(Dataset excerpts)
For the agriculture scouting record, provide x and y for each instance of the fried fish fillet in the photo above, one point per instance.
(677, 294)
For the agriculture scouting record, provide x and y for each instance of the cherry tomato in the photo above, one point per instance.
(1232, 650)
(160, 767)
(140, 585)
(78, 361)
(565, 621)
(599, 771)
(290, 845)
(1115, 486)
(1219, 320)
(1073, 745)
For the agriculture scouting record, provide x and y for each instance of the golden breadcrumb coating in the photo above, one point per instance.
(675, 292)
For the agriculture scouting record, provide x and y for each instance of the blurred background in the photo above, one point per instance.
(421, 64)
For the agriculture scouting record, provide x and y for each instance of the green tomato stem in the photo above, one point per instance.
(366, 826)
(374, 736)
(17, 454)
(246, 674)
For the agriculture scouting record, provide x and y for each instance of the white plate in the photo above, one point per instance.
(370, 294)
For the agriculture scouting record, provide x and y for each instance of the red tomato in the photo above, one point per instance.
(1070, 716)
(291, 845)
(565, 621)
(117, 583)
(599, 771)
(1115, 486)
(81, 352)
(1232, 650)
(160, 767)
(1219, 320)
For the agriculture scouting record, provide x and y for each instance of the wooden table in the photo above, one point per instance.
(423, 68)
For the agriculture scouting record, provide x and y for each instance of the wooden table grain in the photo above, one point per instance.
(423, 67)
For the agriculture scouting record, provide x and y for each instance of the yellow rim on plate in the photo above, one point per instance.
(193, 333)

• What this task involves:
Please return all of the records exactly.

• Task result:
For the agriculture scouting record, provide x and y for each instance of the fried fish fillet in the photo above, one point per instance.
(677, 294)
For the agriculture scouting record, provide x and y for each instance of the cherry tomato in the photo above, one point per instance.
(1232, 650)
(160, 767)
(140, 585)
(78, 361)
(565, 621)
(599, 771)
(290, 845)
(1115, 486)
(1219, 320)
(1073, 745)
For the agriculture scouting record, provide x and y for each instance of the golden breadcrumb coating in the photo above, one point per instance.
(675, 292)
For the agriculture scouting record, provide x and y for each instance of the blurred background in the photo above, one point per instance.
(421, 64)
For the agriculture scouting record, provide x and y for each instance of the green tomato stem in the photo above, one point per instance.
(366, 826)
(374, 736)
(17, 454)
(246, 674)
For the agriculture scouting record, provide x and y for each instance of the white plate in the photo above, one point per instance.
(370, 294)
For the agriculture scouting record, provide x and y for each instance of the red tomato in the photo above, one point per instance.
(1070, 716)
(291, 845)
(565, 621)
(117, 583)
(599, 771)
(1115, 486)
(81, 352)
(1232, 650)
(160, 767)
(1219, 320)
For the agriculture scouting record, provide x and y for each instance of the wooden table in the photo above, one point per instance.
(423, 68)
For the agriculture scouting record, provide x and y for each instance of the wooden table grain in the photo above, one point per instance.
(423, 67)
For the agriculture scouting record, provide x and y for each instance of the yellow rim on plate in the photo above, one point per instance.
(193, 333)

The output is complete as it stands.